--- EXTRACT PROVIDED ---

▼▼▼

Stephen Vider

Associate Professor

Overview

On leave for the 2023-24 academic year

Stephen Vider is Associate Professor of History and the founding director of the Public History Initiative at Cornell University. His research examines the social practices and politics of everyday life in the 20th century United States, with a focus on intersections of gender, sexuality, race, and ethnicity. His new book, The Queerness of Home: Gender, Sexuality, and the Politics of Domesticity After World War II (University of Chicago Press, 2021), traces how American conceptions of the home have shaped LGBTQ relationships and politics from 1945 to the present. The book received honorable mentions for the 2022 John Hope Franklin Prize from the American Studies Association for best book in American studies and the 2022 Alan Bray for best book in LGBTQ studies, given jointly by the Queer/Trans Caucus of the American Studies Association and the Gay and Lesbian Quarterly Caucus of the Modern Language Association. It was also one of six finalists for the Huntington Library’s biennial Shapiro Prize for best first scholarly monograph in U.S. history.

▲▲▲

Excerpts from a detection dataset:
▼▼▼

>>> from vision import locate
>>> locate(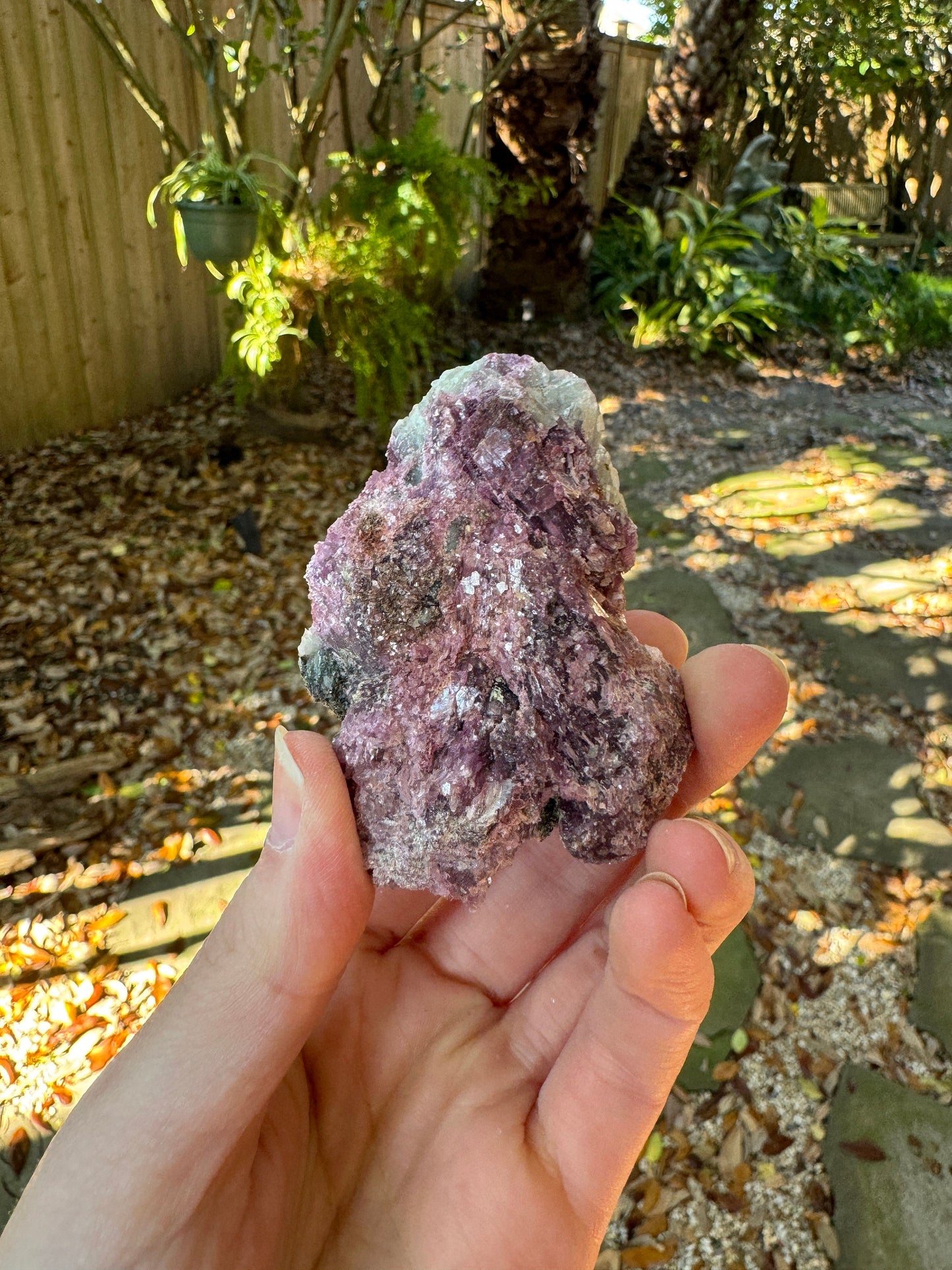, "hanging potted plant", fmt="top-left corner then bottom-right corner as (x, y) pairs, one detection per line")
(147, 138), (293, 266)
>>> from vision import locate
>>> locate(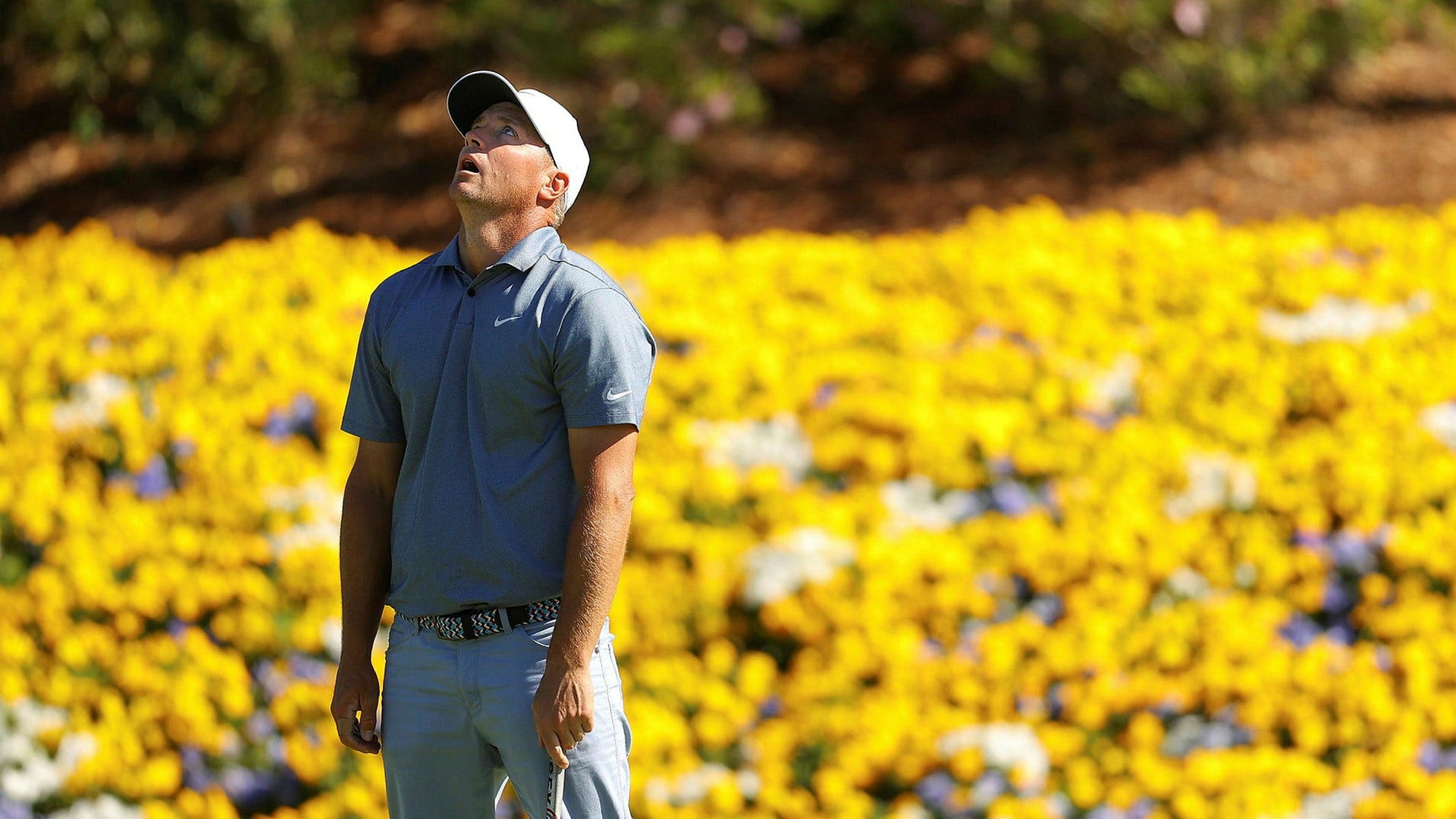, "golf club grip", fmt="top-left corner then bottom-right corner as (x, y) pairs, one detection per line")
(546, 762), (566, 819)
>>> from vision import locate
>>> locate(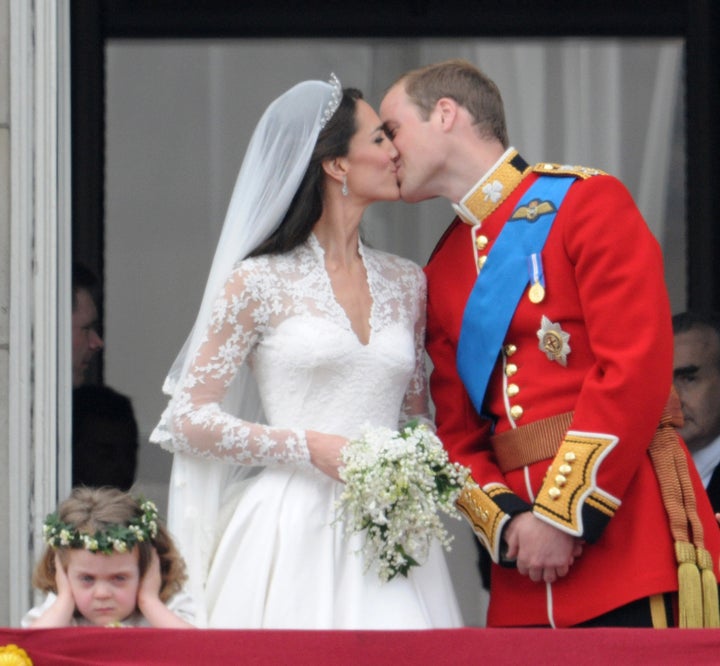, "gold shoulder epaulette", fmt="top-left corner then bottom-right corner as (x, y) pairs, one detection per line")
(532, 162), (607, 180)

▲▲▲

--- DO THIS ---
Could you quote the faculty profile of Stephen Vider word for word, in full? These lines were taken from a separate source.

--- CORRECT OUTPUT ---
Stephen Vider

Associate Professor

Overview

On leave for the 2023-24 academic year

Stephen Vider is Associate Professor of History and the founding director of the Public History Initiative at Cornell University. His research examines the social practices and politics of everyday life in the 20th century United States, with a focus on intersections of gender, sexuality, race, and ethnicity. His new book, The Queerness of Home: Gender, Sexuality, and the Politics of Domesticity After World War II (University of Chicago Press, 2021), traces how American conceptions of the home have shaped LGBTQ relationships and politics from 1945 to the present. The book received honorable mentions for the 2022 John Hope Franklin Prize from the American Studies Association for best book in American studies and the 2022 Alan Bray for best book in LGBTQ studies, given jointly by the Queer/Trans Caucus of the American Studies Association and the Gay and Lesbian Quarterly Caucus of the Modern Language Association. It was also one of six finalists for the Huntington Library’s biennial Shapiro Prize for best first scholarly monograph in U.S. history.